> **STORED DATA**:
►
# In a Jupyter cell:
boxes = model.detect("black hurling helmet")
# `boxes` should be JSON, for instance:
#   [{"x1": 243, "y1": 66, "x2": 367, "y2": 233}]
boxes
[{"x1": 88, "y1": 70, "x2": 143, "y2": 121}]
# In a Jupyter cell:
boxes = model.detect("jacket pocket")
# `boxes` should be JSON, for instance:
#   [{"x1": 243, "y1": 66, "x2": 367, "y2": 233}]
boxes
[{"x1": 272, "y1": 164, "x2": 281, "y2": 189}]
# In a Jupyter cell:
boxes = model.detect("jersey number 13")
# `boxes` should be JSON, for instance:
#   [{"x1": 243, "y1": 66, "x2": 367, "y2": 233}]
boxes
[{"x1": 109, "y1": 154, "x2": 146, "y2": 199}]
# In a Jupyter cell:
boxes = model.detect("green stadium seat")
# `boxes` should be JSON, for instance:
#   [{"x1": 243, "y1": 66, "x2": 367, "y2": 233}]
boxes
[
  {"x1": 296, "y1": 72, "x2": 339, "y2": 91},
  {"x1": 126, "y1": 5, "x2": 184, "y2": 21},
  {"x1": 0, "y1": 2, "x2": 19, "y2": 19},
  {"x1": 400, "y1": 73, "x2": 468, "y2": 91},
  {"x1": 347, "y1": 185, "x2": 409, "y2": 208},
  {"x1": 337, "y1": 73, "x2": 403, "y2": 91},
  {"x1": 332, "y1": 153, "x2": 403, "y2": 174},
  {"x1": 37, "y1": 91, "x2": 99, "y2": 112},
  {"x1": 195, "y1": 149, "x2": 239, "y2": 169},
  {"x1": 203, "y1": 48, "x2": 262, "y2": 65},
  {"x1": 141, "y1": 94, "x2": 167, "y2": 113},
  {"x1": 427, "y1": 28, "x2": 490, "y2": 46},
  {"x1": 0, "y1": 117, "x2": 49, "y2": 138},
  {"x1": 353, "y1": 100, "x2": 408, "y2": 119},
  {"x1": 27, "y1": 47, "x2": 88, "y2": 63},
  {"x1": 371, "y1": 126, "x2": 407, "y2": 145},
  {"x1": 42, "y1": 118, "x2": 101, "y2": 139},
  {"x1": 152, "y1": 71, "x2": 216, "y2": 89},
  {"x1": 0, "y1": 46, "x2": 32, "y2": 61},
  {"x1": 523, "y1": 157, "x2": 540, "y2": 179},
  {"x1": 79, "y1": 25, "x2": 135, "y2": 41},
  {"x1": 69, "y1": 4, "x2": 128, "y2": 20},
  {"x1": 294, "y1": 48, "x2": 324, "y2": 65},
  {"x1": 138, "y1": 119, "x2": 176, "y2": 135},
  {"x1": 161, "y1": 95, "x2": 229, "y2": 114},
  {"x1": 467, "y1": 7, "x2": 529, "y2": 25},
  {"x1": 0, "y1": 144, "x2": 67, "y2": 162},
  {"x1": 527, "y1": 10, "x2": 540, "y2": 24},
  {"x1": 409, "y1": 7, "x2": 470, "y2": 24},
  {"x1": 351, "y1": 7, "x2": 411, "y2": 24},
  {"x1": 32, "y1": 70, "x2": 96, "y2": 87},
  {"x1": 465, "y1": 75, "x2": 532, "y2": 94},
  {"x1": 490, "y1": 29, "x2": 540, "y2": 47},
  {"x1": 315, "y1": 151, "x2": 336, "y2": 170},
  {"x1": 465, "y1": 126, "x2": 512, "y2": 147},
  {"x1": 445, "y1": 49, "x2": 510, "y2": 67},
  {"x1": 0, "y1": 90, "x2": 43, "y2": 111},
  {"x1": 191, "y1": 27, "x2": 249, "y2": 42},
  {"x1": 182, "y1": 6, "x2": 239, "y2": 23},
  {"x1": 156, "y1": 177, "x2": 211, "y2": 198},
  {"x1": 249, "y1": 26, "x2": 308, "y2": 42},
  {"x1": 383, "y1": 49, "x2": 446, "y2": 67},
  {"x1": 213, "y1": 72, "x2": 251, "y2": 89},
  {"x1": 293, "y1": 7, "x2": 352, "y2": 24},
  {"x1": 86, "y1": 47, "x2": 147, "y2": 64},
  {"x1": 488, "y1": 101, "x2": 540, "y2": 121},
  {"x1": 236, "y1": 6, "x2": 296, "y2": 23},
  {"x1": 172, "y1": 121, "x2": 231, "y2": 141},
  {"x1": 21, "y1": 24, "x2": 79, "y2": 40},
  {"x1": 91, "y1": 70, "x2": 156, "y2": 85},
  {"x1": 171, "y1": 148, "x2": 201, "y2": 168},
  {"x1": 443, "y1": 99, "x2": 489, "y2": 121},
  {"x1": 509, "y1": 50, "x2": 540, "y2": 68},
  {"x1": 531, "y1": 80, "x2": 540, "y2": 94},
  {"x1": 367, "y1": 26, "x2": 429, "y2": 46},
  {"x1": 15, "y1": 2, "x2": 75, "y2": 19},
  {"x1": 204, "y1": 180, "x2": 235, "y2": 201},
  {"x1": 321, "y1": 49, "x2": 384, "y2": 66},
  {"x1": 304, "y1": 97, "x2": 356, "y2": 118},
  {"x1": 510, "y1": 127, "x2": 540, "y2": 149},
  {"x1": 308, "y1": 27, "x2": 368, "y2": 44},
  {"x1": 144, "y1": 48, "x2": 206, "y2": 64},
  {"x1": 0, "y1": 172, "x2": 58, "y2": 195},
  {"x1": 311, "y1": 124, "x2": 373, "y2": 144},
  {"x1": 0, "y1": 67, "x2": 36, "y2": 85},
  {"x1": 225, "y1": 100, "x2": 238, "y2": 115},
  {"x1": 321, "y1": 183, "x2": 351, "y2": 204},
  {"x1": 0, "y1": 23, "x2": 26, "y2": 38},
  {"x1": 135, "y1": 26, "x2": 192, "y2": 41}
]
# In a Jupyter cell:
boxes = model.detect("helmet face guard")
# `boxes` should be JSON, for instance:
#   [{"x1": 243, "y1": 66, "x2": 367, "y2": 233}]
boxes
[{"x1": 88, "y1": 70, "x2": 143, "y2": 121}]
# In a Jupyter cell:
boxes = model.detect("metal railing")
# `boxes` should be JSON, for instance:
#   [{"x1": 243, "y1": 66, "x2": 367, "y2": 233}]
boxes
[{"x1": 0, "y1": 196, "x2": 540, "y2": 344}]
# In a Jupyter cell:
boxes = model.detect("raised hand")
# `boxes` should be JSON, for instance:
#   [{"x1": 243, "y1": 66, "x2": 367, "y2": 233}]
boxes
◄
Copy every record exactly, with nothing added or dropped.

> **THE OUTPUT**:
# In a Jupyter cell:
boxes = model.detect("black hurling helmet")
# `boxes` should be JSON, for instance:
#   [{"x1": 243, "y1": 66, "x2": 367, "y2": 233}]
boxes
[{"x1": 88, "y1": 70, "x2": 143, "y2": 121}]
# In a Jupyter cell:
boxes = model.detect("jacket pocket")
# `boxes` should be JSON, for instance:
#   [{"x1": 243, "y1": 66, "x2": 367, "y2": 233}]
boxes
[{"x1": 272, "y1": 164, "x2": 281, "y2": 189}]
# In a Jupyter cell:
boxes = model.detect("jersey number 13")
# `boxes` should be JSON, for instance:
#   [{"x1": 243, "y1": 66, "x2": 367, "y2": 233}]
boxes
[{"x1": 109, "y1": 154, "x2": 146, "y2": 199}]
# In a Jupyter cell:
boxes = model.detect("green stadium seat")
# `boxes` should be JSON, for instance:
#   [{"x1": 243, "y1": 66, "x2": 367, "y2": 233}]
boxes
[
  {"x1": 296, "y1": 72, "x2": 339, "y2": 91},
  {"x1": 126, "y1": 5, "x2": 184, "y2": 21},
  {"x1": 0, "y1": 2, "x2": 19, "y2": 19},
  {"x1": 400, "y1": 73, "x2": 468, "y2": 91},
  {"x1": 347, "y1": 185, "x2": 409, "y2": 208},
  {"x1": 337, "y1": 73, "x2": 403, "y2": 91},
  {"x1": 332, "y1": 153, "x2": 403, "y2": 174},
  {"x1": 37, "y1": 91, "x2": 99, "y2": 112},
  {"x1": 195, "y1": 149, "x2": 239, "y2": 169},
  {"x1": 203, "y1": 48, "x2": 262, "y2": 65},
  {"x1": 141, "y1": 94, "x2": 167, "y2": 113},
  {"x1": 427, "y1": 28, "x2": 490, "y2": 46},
  {"x1": 0, "y1": 117, "x2": 49, "y2": 138},
  {"x1": 353, "y1": 100, "x2": 408, "y2": 119},
  {"x1": 27, "y1": 47, "x2": 88, "y2": 63},
  {"x1": 371, "y1": 126, "x2": 407, "y2": 145},
  {"x1": 42, "y1": 118, "x2": 101, "y2": 139},
  {"x1": 152, "y1": 71, "x2": 216, "y2": 89},
  {"x1": 0, "y1": 46, "x2": 32, "y2": 61},
  {"x1": 523, "y1": 157, "x2": 540, "y2": 179},
  {"x1": 79, "y1": 25, "x2": 135, "y2": 41},
  {"x1": 69, "y1": 4, "x2": 128, "y2": 20},
  {"x1": 294, "y1": 48, "x2": 324, "y2": 65},
  {"x1": 138, "y1": 119, "x2": 176, "y2": 135},
  {"x1": 161, "y1": 95, "x2": 229, "y2": 114},
  {"x1": 467, "y1": 7, "x2": 529, "y2": 25},
  {"x1": 0, "y1": 144, "x2": 67, "y2": 162},
  {"x1": 527, "y1": 10, "x2": 540, "y2": 24},
  {"x1": 409, "y1": 7, "x2": 470, "y2": 24},
  {"x1": 351, "y1": 7, "x2": 411, "y2": 24},
  {"x1": 32, "y1": 70, "x2": 96, "y2": 87},
  {"x1": 465, "y1": 75, "x2": 532, "y2": 94},
  {"x1": 490, "y1": 29, "x2": 540, "y2": 47},
  {"x1": 315, "y1": 151, "x2": 336, "y2": 170},
  {"x1": 465, "y1": 126, "x2": 512, "y2": 147},
  {"x1": 445, "y1": 49, "x2": 510, "y2": 67},
  {"x1": 0, "y1": 90, "x2": 43, "y2": 111},
  {"x1": 191, "y1": 27, "x2": 249, "y2": 42},
  {"x1": 182, "y1": 6, "x2": 239, "y2": 23},
  {"x1": 156, "y1": 177, "x2": 211, "y2": 198},
  {"x1": 249, "y1": 26, "x2": 308, "y2": 42},
  {"x1": 383, "y1": 49, "x2": 446, "y2": 67},
  {"x1": 213, "y1": 72, "x2": 251, "y2": 89},
  {"x1": 293, "y1": 7, "x2": 352, "y2": 24},
  {"x1": 86, "y1": 47, "x2": 147, "y2": 64},
  {"x1": 488, "y1": 101, "x2": 540, "y2": 121},
  {"x1": 236, "y1": 6, "x2": 296, "y2": 23},
  {"x1": 172, "y1": 121, "x2": 231, "y2": 141},
  {"x1": 21, "y1": 24, "x2": 79, "y2": 40},
  {"x1": 91, "y1": 70, "x2": 156, "y2": 85},
  {"x1": 171, "y1": 148, "x2": 201, "y2": 168},
  {"x1": 443, "y1": 99, "x2": 489, "y2": 121},
  {"x1": 509, "y1": 50, "x2": 540, "y2": 68},
  {"x1": 531, "y1": 80, "x2": 540, "y2": 94},
  {"x1": 367, "y1": 26, "x2": 429, "y2": 46},
  {"x1": 15, "y1": 2, "x2": 75, "y2": 19},
  {"x1": 204, "y1": 180, "x2": 235, "y2": 201},
  {"x1": 321, "y1": 49, "x2": 384, "y2": 66},
  {"x1": 304, "y1": 97, "x2": 356, "y2": 118},
  {"x1": 510, "y1": 127, "x2": 540, "y2": 149},
  {"x1": 308, "y1": 27, "x2": 368, "y2": 44},
  {"x1": 144, "y1": 48, "x2": 206, "y2": 64},
  {"x1": 0, "y1": 172, "x2": 58, "y2": 195},
  {"x1": 311, "y1": 124, "x2": 373, "y2": 144},
  {"x1": 0, "y1": 67, "x2": 36, "y2": 85},
  {"x1": 225, "y1": 100, "x2": 238, "y2": 115},
  {"x1": 321, "y1": 183, "x2": 351, "y2": 204},
  {"x1": 0, "y1": 23, "x2": 26, "y2": 38},
  {"x1": 135, "y1": 26, "x2": 192, "y2": 41}
]
# In a Jupyter cell:
boxes = model.detect("helmet face guard")
# `boxes` should be JSON, for instance:
#   [{"x1": 243, "y1": 66, "x2": 367, "y2": 233}]
boxes
[{"x1": 88, "y1": 70, "x2": 143, "y2": 121}]
# In a Jupyter cell:
boxes = model.detect("metal railing")
# `boxes` should be JSON, for instance:
#   [{"x1": 243, "y1": 66, "x2": 367, "y2": 233}]
boxes
[{"x1": 0, "y1": 196, "x2": 540, "y2": 344}]
# In a Jupyter cell:
boxes = model.detect("raised hand")
# `boxes` should be JSON, for instance:
#   [{"x1": 243, "y1": 66, "x2": 367, "y2": 233}]
boxes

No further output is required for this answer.